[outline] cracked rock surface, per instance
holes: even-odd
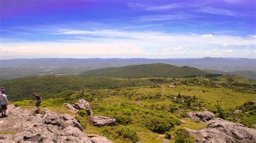
[[[207,121],[207,127],[199,130],[186,128],[199,142],[256,142],[256,130],[221,118]]]
[[[10,105],[8,117],[0,118],[0,142],[111,142],[104,137],[89,137],[77,120],[68,114],[44,114]]]

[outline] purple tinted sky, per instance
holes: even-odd
[[[253,0],[1,0],[0,50],[8,53],[1,58],[188,58],[202,53],[254,58],[255,4]],[[88,52],[56,55],[32,47],[37,44]],[[119,52],[100,52],[104,49]]]

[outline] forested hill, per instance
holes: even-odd
[[[199,75],[207,73],[187,66],[177,67],[165,63],[136,65],[122,67],[105,68],[80,74],[83,77],[103,76],[117,78],[150,77],[183,77]]]

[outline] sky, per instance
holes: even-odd
[[[255,58],[256,1],[0,0],[0,59]]]

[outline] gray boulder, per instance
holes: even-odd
|---|
Rewrite every row above as a numbered list with no blank lines, and leave the pictures out.

1. [outline] cracked rock surface, per instance
2. holes: even-odd
3. [[[207,121],[207,127],[199,130],[186,128],[199,142],[256,142],[256,130],[221,118]]]
4. [[[10,105],[8,117],[0,118],[0,142],[111,142],[104,137],[89,137],[77,120],[68,114],[44,114]]]
5. [outline] purple tinted sky, per instance
6. holes: even-odd
7. [[[253,0],[1,0],[0,50],[8,53],[1,58],[188,58],[202,53],[254,58],[255,4]],[[88,52],[56,55],[32,47],[37,44]],[[119,52],[100,52],[104,49]]]
8. [outline] forested hill, per instance
9. holes: even-odd
10. [[[199,75],[207,73],[187,66],[177,67],[165,63],[136,65],[122,67],[105,68],[80,74],[83,77],[103,76],[117,78],[150,77],[183,77]]]
11. [outline] sky, per instance
12. holes: even-odd
13. [[[255,58],[256,1],[0,0],[0,59]]]
14. [outline] gray boulder, per instance
15. holes: even-odd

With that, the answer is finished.